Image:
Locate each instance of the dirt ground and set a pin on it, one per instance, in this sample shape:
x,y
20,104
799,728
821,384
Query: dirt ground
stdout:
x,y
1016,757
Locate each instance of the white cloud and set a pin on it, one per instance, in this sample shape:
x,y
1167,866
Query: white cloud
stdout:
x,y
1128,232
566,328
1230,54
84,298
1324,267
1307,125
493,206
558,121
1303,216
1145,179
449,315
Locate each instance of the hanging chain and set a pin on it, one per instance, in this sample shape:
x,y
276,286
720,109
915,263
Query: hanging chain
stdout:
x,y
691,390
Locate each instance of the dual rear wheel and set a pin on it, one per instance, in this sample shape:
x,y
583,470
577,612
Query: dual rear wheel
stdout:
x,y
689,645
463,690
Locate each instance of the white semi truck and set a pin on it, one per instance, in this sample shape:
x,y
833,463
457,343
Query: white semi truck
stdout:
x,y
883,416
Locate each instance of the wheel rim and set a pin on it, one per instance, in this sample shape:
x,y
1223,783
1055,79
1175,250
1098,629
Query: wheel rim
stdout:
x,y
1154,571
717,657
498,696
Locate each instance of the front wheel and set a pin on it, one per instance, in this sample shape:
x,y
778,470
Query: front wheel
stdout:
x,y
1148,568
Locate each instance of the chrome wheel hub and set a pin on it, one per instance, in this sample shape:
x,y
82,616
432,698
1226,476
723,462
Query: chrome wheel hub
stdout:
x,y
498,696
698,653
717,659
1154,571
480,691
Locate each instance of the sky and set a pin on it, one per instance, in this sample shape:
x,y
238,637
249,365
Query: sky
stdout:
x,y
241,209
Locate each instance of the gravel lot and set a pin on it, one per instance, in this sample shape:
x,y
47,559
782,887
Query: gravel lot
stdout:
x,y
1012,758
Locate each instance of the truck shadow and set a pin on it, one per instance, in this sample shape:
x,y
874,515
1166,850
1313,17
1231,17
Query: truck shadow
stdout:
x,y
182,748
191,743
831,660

**Exercise instructions:** Copy out the lines exactly, beginning with the line that contains "Locate each instance of the truck" and continuing through the last line, with both ends included.

**Task output:**
Locate each instance of the truck shadow and set a pin on it, one per instance, in this sample shape:
x,y
874,515
1166,850
1313,17
1231,17
Query: truck shadow
stdout:
x,y
182,748
191,743
831,660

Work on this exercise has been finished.